_Aufgabe A_. Übersetze den folgenden Satz aus dem Textauszug über den Rambo-Film ins Englische: „Die stehen einem Verbrechersyndikat vor, das sich auf Drogen- und Mädchenhandel spezialisiert hat.“
_Aufgabe B_. Liste alle Schauspielerinnen und Schauspieler auf, die im Textauszug über den Rambo-Film mit Namen genannt werden.

----- Textauszug

Den fadenscheinigen Auslöser liefert Gabrielle (Yvette Monreal, „Stargirl“), die von Rambo wie eine Tochter gehütete Enkelin seiner mexikanischen Hauswirtschafterin Maria (Adriana Barraza, „Babel“). Als sich die junge Frau jenseits der Grenze auf die Suche nach ihrem Vater macht, gerät sie in die Fänge der ruchlosen Brüder Hugo (Sergio Peris-Mencheta, „Snowfall“) und Victor Martínez (Óscar Jaenada, „Loving Pablo“). Die stehen einem Verbrechersyndikat vor, das sich auf Drogen- und Mädchenhandel spezialisiert hat. Durch das spurlose Verschwinden Gabrielles alarmiert, begibt sich Rambo auf die Suche und zettelt einen Kleinkrieg an, der auf seinem Boden, nach seinen Regeln, infernalisch eskaliert.

Dass der Zweck die Mittel heiligt, ist bei Rambo auch im fragwürdigen Selbstjustiz-Modus offensichtlich. Erst recht, wenn er, um den schlichten Plot auf Finalkurs zu wuchten, in Mexiko zu Klump geprügelt wird und nur mit Hilfe von Journalistin Carmen (Paz Vega, „Acts of Vengeance“) entkommen kann. Die Rache des erbarmungslosen Kriegers manifestiert sich in einem Showdown, bei dem Rambo die Reihen seiner Gegner mit übertriebener Fallenstellerkreativität in „Kevin, allein zu Haus“-Manier lichtet. Das offensiv derbe Gemetzel, bei dem das Martínez-Gefolge mit allem traktiert wird, was Körper effektvoll in seine Bestandteile zerlegt, versetzt Genre-Puristen zweifelsfrei in Hochstimmung, kann das Dilemma des Films aber letztlich nicht entkräften.

----------
----- Bereitgestellte Angaben

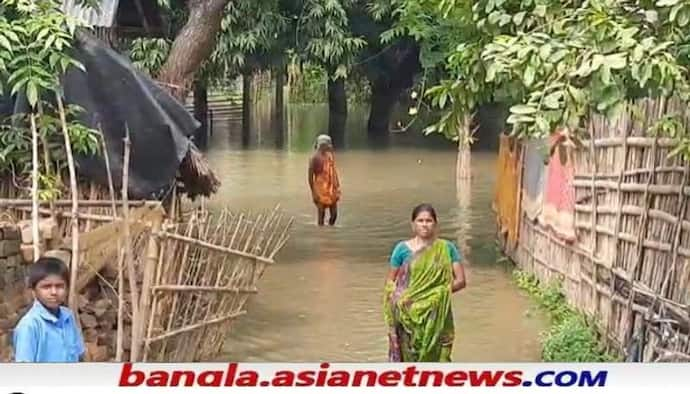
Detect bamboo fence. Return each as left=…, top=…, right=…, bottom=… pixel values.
left=0, top=183, right=292, bottom=362
left=500, top=99, right=690, bottom=361
left=144, top=205, right=292, bottom=362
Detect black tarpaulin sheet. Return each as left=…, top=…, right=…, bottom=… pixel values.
left=4, top=33, right=200, bottom=198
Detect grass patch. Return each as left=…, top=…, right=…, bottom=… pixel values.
left=513, top=270, right=616, bottom=362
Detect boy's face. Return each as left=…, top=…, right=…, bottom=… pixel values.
left=33, top=275, right=67, bottom=309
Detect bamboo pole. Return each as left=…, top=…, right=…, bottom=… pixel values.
left=122, top=125, right=141, bottom=362
left=0, top=198, right=152, bottom=208
left=156, top=231, right=274, bottom=264
left=132, top=209, right=163, bottom=361
left=99, top=132, right=125, bottom=362
left=55, top=93, right=79, bottom=314
left=146, top=311, right=247, bottom=344
left=30, top=112, right=41, bottom=261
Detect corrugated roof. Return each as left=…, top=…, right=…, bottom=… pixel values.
left=60, top=0, right=120, bottom=27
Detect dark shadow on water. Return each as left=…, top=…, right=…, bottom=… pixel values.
left=213, top=103, right=503, bottom=152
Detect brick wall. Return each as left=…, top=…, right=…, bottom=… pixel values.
left=0, top=223, right=33, bottom=362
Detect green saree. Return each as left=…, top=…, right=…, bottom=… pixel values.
left=384, top=239, right=455, bottom=362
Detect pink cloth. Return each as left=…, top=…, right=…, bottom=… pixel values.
left=539, top=134, right=576, bottom=241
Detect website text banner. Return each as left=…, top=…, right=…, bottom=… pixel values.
left=0, top=363, right=690, bottom=394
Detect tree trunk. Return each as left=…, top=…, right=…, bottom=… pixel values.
left=158, top=0, right=230, bottom=100
left=367, top=82, right=401, bottom=142
left=274, top=67, right=285, bottom=149
left=328, top=77, right=347, bottom=148
left=242, top=74, right=252, bottom=148
left=194, top=80, right=208, bottom=148
left=456, top=115, right=472, bottom=183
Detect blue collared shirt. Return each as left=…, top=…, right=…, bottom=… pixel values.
left=14, top=300, right=84, bottom=363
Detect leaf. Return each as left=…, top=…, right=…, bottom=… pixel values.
left=535, top=116, right=550, bottom=134
left=506, top=115, right=534, bottom=124
left=510, top=104, right=537, bottom=115
left=573, top=60, right=592, bottom=77
left=534, top=4, right=546, bottom=18
left=26, top=81, right=38, bottom=107
left=568, top=86, right=585, bottom=105
left=513, top=11, right=527, bottom=26
left=539, top=44, right=551, bottom=60
left=632, top=45, right=644, bottom=63
left=523, top=64, right=536, bottom=86
left=0, top=33, right=12, bottom=52
left=678, top=7, right=690, bottom=27
left=549, top=49, right=568, bottom=63
left=590, top=54, right=604, bottom=72
left=606, top=53, right=628, bottom=70
left=544, top=91, right=563, bottom=109
left=600, top=64, right=611, bottom=85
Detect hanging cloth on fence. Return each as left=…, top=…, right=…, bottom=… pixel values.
left=493, top=134, right=521, bottom=249
left=539, top=132, right=576, bottom=241
left=521, top=140, right=546, bottom=221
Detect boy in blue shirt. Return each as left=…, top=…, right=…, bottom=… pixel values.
left=14, top=257, right=84, bottom=363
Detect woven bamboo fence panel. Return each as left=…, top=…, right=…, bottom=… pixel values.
left=513, top=99, right=690, bottom=361
left=143, top=209, right=292, bottom=362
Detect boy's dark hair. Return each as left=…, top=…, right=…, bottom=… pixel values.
left=28, top=257, right=69, bottom=289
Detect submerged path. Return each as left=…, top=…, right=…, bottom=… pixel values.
left=202, top=135, right=543, bottom=362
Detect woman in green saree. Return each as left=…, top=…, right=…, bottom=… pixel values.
left=384, top=204, right=465, bottom=362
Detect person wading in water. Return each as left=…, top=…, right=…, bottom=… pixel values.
left=308, top=134, right=340, bottom=226
left=383, top=204, right=466, bottom=362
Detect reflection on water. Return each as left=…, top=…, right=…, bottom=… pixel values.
left=203, top=103, right=542, bottom=362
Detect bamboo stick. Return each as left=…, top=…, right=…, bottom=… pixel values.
left=56, top=93, right=79, bottom=313
left=98, top=131, right=125, bottom=362
left=29, top=112, right=41, bottom=261
left=121, top=125, right=141, bottom=362
left=151, top=285, right=258, bottom=294
left=147, top=311, right=247, bottom=344
left=573, top=179, right=690, bottom=195
left=17, top=207, right=119, bottom=223
left=132, top=211, right=163, bottom=360
left=0, top=198, right=152, bottom=208
left=156, top=231, right=274, bottom=264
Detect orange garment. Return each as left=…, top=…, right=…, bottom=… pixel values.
left=313, top=151, right=341, bottom=207
left=493, top=134, right=522, bottom=249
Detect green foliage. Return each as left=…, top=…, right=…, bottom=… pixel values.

----------

_Vollständige Lösung A_. They head a criminal syndicate that specializes in drug trafficking and the trafficking of girls.

_Vollständige Lösung B_.
- Yvette Monreal
- Adriana Barraza
- Sergio Peris-Mencheta
- Óscar Jaenada
- Paz Vega